— What is expected —
Show every line of the entries that contains the string "black". Case counts.

>>

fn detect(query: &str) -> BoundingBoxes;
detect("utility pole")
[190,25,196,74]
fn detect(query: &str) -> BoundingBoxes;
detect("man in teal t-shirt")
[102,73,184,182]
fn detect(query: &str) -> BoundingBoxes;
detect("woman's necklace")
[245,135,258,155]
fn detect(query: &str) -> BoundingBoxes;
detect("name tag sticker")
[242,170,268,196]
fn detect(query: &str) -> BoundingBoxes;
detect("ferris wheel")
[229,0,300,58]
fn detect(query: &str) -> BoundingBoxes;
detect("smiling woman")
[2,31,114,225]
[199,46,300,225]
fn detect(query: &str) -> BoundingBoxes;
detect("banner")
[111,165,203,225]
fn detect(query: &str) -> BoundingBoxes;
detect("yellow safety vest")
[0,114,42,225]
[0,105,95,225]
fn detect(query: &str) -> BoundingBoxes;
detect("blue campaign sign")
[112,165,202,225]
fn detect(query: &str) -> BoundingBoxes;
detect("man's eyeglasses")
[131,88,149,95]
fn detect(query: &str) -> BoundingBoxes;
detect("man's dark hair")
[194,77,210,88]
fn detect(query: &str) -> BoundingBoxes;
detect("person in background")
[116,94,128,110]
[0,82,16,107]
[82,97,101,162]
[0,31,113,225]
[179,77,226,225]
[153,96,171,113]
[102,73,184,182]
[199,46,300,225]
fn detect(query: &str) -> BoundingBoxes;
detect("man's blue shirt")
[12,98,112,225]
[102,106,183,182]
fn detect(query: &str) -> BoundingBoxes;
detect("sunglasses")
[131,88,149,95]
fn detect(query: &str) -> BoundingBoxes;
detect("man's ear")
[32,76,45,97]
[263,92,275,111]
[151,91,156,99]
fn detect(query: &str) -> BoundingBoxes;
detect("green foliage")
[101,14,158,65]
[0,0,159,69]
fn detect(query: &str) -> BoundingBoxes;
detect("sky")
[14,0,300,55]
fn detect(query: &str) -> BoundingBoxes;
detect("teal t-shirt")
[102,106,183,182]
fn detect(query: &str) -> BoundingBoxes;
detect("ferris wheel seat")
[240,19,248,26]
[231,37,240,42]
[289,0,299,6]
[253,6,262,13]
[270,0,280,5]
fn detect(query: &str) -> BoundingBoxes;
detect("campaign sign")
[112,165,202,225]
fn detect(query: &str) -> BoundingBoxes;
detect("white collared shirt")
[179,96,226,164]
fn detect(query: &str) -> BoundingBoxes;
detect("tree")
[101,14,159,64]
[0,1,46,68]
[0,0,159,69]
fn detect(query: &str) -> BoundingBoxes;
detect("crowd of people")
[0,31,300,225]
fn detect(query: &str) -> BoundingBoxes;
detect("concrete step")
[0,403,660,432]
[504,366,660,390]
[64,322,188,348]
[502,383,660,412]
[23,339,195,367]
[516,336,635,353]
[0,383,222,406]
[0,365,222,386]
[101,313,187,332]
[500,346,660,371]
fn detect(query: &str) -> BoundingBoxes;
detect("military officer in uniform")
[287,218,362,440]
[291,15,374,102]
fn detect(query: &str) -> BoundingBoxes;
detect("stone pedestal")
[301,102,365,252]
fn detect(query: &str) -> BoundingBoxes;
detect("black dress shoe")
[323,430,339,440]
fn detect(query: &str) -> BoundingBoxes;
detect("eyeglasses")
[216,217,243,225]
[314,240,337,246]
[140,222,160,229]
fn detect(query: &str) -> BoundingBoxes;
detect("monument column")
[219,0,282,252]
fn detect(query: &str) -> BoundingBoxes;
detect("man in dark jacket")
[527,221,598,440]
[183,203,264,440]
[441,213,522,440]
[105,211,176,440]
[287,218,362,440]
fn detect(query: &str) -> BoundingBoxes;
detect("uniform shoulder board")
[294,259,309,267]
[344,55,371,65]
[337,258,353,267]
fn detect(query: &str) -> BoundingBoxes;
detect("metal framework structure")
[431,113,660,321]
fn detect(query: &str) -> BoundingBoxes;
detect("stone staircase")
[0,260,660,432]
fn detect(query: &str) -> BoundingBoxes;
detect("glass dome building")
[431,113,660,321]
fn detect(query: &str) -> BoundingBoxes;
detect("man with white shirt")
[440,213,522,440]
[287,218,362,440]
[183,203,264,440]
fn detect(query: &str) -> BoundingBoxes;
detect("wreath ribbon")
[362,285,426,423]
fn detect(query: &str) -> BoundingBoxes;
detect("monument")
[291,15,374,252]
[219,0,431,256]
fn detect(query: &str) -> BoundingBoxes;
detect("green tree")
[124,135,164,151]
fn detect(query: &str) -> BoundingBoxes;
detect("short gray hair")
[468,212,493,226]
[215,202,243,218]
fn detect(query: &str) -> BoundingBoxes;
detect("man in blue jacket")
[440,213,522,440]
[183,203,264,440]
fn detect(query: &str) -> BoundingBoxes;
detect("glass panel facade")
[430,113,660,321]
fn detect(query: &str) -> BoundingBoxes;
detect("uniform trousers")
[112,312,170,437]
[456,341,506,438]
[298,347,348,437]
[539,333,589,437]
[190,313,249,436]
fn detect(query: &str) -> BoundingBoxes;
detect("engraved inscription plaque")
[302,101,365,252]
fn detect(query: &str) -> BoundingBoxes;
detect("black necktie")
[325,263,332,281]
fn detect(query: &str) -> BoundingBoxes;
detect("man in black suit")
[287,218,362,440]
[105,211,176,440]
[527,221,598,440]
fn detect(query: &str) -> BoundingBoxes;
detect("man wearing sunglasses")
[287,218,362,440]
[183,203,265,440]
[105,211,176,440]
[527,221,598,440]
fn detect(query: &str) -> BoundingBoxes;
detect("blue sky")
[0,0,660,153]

<<

— Complete answer —
detect("black dress shoe")
detect("black necktie")
detect("man in black suit")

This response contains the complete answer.